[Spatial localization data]
>>>>

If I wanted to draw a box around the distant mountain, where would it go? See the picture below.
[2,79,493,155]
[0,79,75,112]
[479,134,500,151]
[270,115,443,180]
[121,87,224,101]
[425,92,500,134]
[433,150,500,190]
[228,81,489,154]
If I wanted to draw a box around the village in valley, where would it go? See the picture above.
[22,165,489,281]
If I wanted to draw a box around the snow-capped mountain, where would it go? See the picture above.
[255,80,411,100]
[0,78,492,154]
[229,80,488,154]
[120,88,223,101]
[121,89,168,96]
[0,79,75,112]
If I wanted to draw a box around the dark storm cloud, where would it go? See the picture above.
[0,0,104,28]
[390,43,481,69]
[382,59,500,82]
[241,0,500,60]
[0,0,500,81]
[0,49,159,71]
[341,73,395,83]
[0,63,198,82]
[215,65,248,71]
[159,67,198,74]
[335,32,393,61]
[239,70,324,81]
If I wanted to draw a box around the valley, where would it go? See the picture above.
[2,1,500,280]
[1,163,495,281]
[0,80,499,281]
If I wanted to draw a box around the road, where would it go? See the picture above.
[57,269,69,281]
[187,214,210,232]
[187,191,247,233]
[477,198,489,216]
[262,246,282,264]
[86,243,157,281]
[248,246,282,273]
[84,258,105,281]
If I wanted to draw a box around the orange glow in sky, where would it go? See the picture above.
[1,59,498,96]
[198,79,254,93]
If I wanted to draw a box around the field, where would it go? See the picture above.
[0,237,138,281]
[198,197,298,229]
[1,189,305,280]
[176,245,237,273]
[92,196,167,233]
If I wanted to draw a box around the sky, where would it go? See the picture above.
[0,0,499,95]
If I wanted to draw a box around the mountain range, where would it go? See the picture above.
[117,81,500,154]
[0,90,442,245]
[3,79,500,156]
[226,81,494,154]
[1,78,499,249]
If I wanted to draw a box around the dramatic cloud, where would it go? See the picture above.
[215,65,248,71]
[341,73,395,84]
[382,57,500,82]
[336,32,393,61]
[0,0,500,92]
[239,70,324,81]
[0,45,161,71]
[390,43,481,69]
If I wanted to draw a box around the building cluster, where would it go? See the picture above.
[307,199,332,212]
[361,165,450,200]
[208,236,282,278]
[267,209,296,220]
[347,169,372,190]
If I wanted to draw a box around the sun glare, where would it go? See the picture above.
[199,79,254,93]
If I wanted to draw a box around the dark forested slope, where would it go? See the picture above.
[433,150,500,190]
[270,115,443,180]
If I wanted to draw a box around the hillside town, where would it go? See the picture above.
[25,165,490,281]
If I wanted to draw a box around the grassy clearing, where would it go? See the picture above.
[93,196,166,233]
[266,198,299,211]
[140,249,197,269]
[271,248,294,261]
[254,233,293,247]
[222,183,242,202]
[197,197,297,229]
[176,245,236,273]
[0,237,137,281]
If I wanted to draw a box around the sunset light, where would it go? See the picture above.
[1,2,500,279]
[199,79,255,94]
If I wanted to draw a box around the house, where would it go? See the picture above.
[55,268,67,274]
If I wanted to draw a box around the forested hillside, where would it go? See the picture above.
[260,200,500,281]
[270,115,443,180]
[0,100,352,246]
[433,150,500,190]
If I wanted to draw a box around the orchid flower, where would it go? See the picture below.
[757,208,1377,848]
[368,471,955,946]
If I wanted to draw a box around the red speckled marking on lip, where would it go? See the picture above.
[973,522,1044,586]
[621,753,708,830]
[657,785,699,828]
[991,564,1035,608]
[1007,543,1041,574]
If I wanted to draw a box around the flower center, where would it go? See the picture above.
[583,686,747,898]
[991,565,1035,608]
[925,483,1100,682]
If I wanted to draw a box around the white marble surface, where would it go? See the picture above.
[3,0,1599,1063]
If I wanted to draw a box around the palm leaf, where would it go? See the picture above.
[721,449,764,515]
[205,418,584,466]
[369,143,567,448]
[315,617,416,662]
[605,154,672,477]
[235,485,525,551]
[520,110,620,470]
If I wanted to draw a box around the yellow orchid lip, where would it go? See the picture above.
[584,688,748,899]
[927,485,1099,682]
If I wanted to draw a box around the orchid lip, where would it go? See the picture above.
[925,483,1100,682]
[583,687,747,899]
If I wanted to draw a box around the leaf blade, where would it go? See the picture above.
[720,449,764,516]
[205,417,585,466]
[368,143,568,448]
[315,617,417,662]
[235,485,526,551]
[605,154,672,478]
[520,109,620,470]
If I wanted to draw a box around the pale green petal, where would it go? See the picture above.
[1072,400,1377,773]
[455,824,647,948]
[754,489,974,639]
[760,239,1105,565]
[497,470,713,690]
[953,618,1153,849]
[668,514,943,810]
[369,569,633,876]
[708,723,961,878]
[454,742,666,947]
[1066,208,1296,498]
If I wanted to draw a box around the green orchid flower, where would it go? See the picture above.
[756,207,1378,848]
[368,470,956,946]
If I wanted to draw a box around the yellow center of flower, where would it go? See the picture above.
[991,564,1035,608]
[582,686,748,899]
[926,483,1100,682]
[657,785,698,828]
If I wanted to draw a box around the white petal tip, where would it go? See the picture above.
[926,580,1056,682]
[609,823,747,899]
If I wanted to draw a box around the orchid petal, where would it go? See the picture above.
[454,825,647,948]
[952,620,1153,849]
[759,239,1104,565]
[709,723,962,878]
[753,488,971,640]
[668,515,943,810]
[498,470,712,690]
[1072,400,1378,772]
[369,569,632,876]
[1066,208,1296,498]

<<<<

*TASK PROMPT:* Give back all of the data exactly, with every line intact.

*EXERCISE ANSWER:*
If I wanted to draw a box around the distant mountain, where would it go? See the picture below.
[2,79,493,155]
[0,79,75,112]
[479,134,500,151]
[270,115,443,180]
[121,87,224,101]
[425,92,500,134]
[433,150,500,190]
[228,81,489,154]
If I wanted to draw a box around the village in valley, where would it go? See the picture above.
[22,165,489,281]
If I wanted to draw a box around the snow-capped mountain, where would it go? See the picture above.
[255,80,411,100]
[0,78,492,154]
[229,80,488,154]
[120,88,223,101]
[121,89,168,96]
[0,79,75,112]
If I wanted to draw a box around the dark storm cloud, where would it go? See the picture above.
[0,0,104,28]
[390,43,481,69]
[382,59,500,82]
[241,0,500,60]
[0,0,500,81]
[0,49,159,71]
[341,73,395,83]
[0,63,198,82]
[215,65,248,71]
[159,67,198,74]
[335,32,393,61]
[239,70,324,81]
If I wanted to draw a box around the valley, where would it go? See the picture above.
[2,1,500,280]
[1,163,495,281]
[0,80,499,281]
If I wanted to draw a box around the road, where would it go? See the picture above.
[57,269,69,281]
[187,214,210,232]
[187,191,247,233]
[477,198,489,216]
[262,246,282,264]
[86,243,157,281]
[248,246,282,273]
[84,258,105,281]
If I wanted to draw a box around the orange glow in sky, where would it go? See the picture above.
[1,59,498,96]
[198,79,254,93]
If I wanted to draw a box around the field, where would it go? See the picture above.
[0,237,138,281]
[198,197,298,229]
[1,189,305,280]
[176,245,237,273]
[92,196,167,233]
If I wanted to draw a box around the sky, where would it go? See the picture above.
[0,0,499,95]
If I wanted to draw a box around the mountain range, where would it go? See the picture above.
[117,81,500,154]
[0,90,442,245]
[3,79,500,156]
[226,81,494,154]
[1,78,499,249]
If I wanted to draw a box around the dramatic cloud, where would it go? See the picture above.
[215,65,248,71]
[341,73,395,84]
[382,57,500,82]
[336,32,393,61]
[0,0,500,92]
[239,70,324,81]
[0,45,161,71]
[390,43,481,69]
If I wanted to draw a box around the building cluster, where would it go? See the picture above.
[307,199,332,212]
[361,165,450,200]
[208,236,282,278]
[267,209,296,220]
[347,169,372,190]
If I wanted to draw a box around the sun glare, where would it go? See the picture above.
[199,79,254,93]
If I wanted to draw a box around the dark forested slope, where would it go? See the picture above.
[433,150,500,190]
[270,115,443,180]
If I wanted to draw a box around the hillside town, where would it go? See the picture above.
[25,165,490,281]
If I wanted to draw a box around the grassy clearing, where would it go? See the picture above.
[93,196,166,233]
[266,198,299,211]
[140,249,197,269]
[271,248,294,261]
[254,233,293,247]
[222,183,242,202]
[197,197,297,229]
[176,245,236,273]
[0,237,137,281]
If I wanted to draw a box around the sunset light, where would it go? See the picture above.
[1,2,500,279]
[199,79,255,94]
If I wanted to draw a box around the house, where would it go? See the picture above.
[55,268,67,274]
If I wanted to draw a box around the forested hillside, where would it go? See the picture above.
[260,200,500,281]
[270,115,443,180]
[0,100,352,246]
[433,150,500,190]
If I wanted to draw a box around the orchid flower, where would it go? See the picture below.
[757,208,1377,848]
[368,471,955,946]
If I wanted to draw a box around the red speckled marking on lip, where would it go? See the picture above.
[973,522,1044,586]
[621,753,708,830]
[657,785,699,828]
[991,564,1035,608]
[1007,543,1041,574]
If I wanted to draw a box around the flower center, where would it go? See the picture above.
[583,686,747,898]
[991,565,1035,608]
[925,483,1100,682]
If I wanted to draw a box around the white marble surface, where would it go? See the picture above.
[3,0,1599,1063]
If I wanted to draw a box around the palm leaf, where would it go? See the picture above.
[721,449,764,515]
[205,418,584,466]
[369,143,567,448]
[315,617,416,662]
[605,154,672,477]
[235,485,525,551]
[520,110,620,470]
If I wanted to draw a box around the yellow orchid lip, where would it go? See the picture above.
[584,688,748,899]
[927,485,1099,682]
If I wanted to draw a box around the orchid lip, where would it go? See the picture above.
[925,483,1100,682]
[583,687,747,899]
If I wanted to draw a box around the leaf blade, where would it go? See the picture above.
[720,449,764,516]
[205,417,585,466]
[368,143,568,448]
[315,617,417,662]
[235,485,526,551]
[605,154,672,478]
[520,109,620,470]
If I wanted to draw a box around the pale green petal, where would it go? See the picture above.
[1072,400,1377,773]
[455,824,647,948]
[754,489,974,639]
[760,239,1105,565]
[497,470,713,690]
[953,618,1153,849]
[668,514,943,810]
[369,569,633,876]
[708,723,961,878]
[454,742,666,947]
[1066,208,1296,498]
If I wanted to draw a box around the green orchid flower, where would it go? See the picture above.
[756,207,1378,848]
[368,470,956,946]
If I wanted to draw a box around the yellow center of flower, where would it go? See the picture above.
[991,564,1035,608]
[582,686,748,899]
[926,483,1100,682]
[657,785,698,828]
If I wanted to draw a box around the white petal tip, where would it go? See the picture above.
[926,580,1056,682]
[609,823,747,899]
If I wanted to draw a box around the orchid petal, where would it go? See the picture above.
[454,825,647,948]
[952,620,1153,849]
[759,239,1104,565]
[709,723,962,878]
[753,488,971,640]
[668,515,943,810]
[498,470,712,690]
[1072,400,1378,772]
[369,569,632,876]
[1066,208,1296,498]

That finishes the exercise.